### What the exercise asks
Show every line of the data below that contains the word "format", copying each line in full.
►
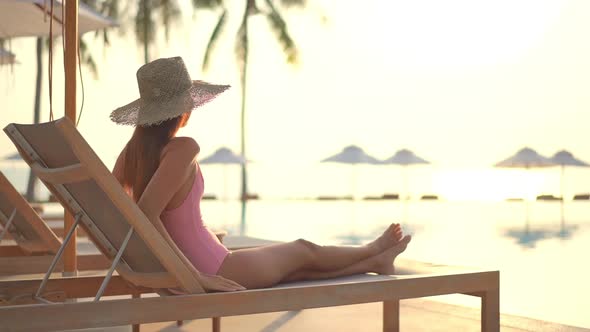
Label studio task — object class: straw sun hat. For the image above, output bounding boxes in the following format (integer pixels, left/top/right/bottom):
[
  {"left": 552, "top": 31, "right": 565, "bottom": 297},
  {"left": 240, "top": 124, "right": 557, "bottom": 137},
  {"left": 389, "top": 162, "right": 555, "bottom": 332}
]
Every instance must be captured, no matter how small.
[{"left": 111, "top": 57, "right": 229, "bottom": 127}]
◄
►
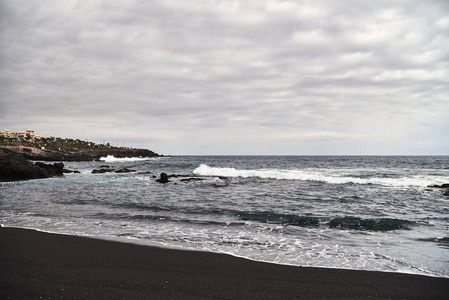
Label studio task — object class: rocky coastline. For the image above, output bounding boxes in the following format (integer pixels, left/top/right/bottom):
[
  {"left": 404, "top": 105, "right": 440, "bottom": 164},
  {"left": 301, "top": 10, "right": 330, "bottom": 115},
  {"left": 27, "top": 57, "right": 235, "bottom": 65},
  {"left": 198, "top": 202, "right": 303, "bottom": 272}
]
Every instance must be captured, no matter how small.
◄
### Output below
Label studio task — object class: straw sun hat. For the image above, output bounding boxes in the following format (integer pixels, left/top/right/bottom):
Label studio task — object class: rocky coastline. For the image above, output bounding boxes in the following format (integer pixels, left/top/right/bottom):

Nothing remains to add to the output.